**CHALLENGE:**
Rewrite the data below, replacing "pier" with "column" and keeping everything else the same. Leave out the pictures.
-*-*-
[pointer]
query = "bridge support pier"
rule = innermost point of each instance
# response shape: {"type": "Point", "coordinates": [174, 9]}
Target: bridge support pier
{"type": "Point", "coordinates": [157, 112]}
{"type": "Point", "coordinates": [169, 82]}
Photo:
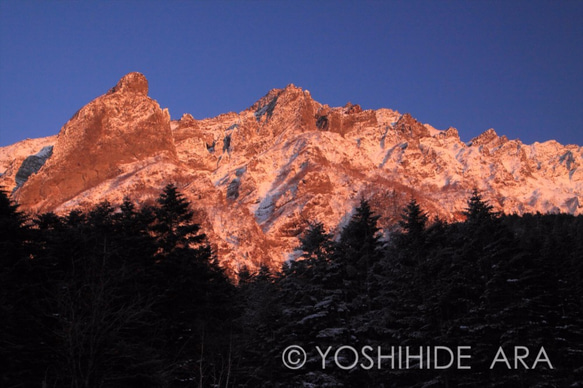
-*-*-
**PROBLEM SOLUTION:**
[pointer]
query = "bridge support column"
rule = innermost point of each instance
# response shape: {"type": "Point", "coordinates": [174, 9]}
Target: bridge support column
{"type": "Point", "coordinates": [157, 112]}
{"type": "Point", "coordinates": [169, 82]}
Photo:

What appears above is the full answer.